» **CHALLENGE**
Please copy out every one of the records below word for word, leaving each line unchanged.

Records from a collection
-.-.-

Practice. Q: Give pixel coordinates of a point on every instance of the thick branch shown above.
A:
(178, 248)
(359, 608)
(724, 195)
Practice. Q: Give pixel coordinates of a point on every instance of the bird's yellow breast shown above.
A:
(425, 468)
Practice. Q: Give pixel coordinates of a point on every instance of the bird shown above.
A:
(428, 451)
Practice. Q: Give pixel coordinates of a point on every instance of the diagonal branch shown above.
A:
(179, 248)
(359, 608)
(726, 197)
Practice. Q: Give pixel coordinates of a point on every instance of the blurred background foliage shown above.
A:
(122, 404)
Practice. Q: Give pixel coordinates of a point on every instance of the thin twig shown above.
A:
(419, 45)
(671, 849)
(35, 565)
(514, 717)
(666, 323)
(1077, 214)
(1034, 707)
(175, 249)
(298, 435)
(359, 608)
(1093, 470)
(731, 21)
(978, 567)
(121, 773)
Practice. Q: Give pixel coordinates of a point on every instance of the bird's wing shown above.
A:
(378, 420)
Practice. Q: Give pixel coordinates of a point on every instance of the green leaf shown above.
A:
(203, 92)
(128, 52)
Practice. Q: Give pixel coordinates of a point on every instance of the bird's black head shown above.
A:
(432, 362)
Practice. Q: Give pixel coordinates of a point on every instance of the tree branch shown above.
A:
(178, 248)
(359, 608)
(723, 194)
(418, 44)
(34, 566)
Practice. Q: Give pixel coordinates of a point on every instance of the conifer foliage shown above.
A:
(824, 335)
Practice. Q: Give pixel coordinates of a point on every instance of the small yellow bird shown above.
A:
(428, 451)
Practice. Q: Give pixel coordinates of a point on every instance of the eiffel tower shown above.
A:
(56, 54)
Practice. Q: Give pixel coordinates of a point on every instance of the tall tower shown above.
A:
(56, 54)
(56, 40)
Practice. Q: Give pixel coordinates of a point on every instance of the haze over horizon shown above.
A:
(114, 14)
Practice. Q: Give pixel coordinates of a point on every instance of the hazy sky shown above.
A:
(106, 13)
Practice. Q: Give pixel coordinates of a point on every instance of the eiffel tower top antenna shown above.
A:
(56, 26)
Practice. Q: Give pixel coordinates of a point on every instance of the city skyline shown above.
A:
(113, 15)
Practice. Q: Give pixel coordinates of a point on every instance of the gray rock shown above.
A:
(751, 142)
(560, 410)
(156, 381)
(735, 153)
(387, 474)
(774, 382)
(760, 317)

-.-.-

» **PROBLEM SOLUTION**
Practice. Q: Give pixel coordinates of a point on every instance of the thick branch shown above.
A:
(178, 248)
(359, 608)
(724, 195)
Practice. Q: Give pixel coordinates of a point on every instance of the bird's yellow breast shown above.
A:
(425, 468)
Practice. Q: Give pixel coordinates of a point on every instance of the bird shown above.
A:
(428, 451)
Practice. Q: Give pixel coordinates of a point on every instance of the diagonal branch shown above.
A:
(179, 248)
(359, 608)
(726, 197)
Practice. Q: Give pixel coordinates of a point on every instance of the blurred background foliage shown above.
A:
(122, 404)
Practice. Q: Give pixel coordinates of a point on every instance of the thin twig shown above.
A:
(419, 45)
(671, 849)
(35, 565)
(514, 717)
(666, 323)
(1077, 214)
(1034, 707)
(175, 249)
(298, 435)
(359, 608)
(1093, 470)
(731, 21)
(978, 567)
(121, 773)
Practice. Q: Give pixel coordinates of a point on every instance of the bird's wing shown above.
A:
(378, 420)
Practice. Q: Give pixel coordinates of a point on every instance of the green leaf shown above.
A:
(203, 92)
(128, 52)
Practice. Q: Give pixel coordinates of a point on every instance of the bird's black head shown above.
A:
(432, 362)
Practice. Q: Give pixel coordinates of a point on every instance of the tree branch shown above.
A:
(178, 248)
(359, 608)
(723, 194)
(418, 44)
(34, 566)
Practice. Q: Give pixel coordinates of a point on every instance of the conifer foliage shown above.
A:
(824, 335)
Practice. Q: Give pixel coordinates of a point on every instance of the small yellow bird shown above.
A:
(428, 451)
Practice. Q: Give pixel coordinates of a point on every instance of the eiffel tower shown above.
A:
(56, 54)
Practice. Q: Give pixel coordinates of a point on every instance of the tall tower shown above.
A:
(56, 54)
(56, 40)
Practice. Q: Give pixel coordinates of a point on every instance of the haze over horizon shown above.
A:
(114, 14)
Practice. Q: Give pixel coordinates of a point on every instance of the hazy sky shown above.
A:
(106, 13)
Practice. Q: Give pixel coordinates of a point on every instance of the eiffel tower top antenna shown above.
A:
(56, 26)
Practice. Q: Give pixel coordinates of a point on every instance of the city skyline shown above.
A:
(113, 15)
Practice. Q: Give pixel coordinates of a point on every instance of the gray rock shown above.
A:
(751, 142)
(560, 410)
(156, 381)
(735, 153)
(387, 474)
(774, 382)
(760, 317)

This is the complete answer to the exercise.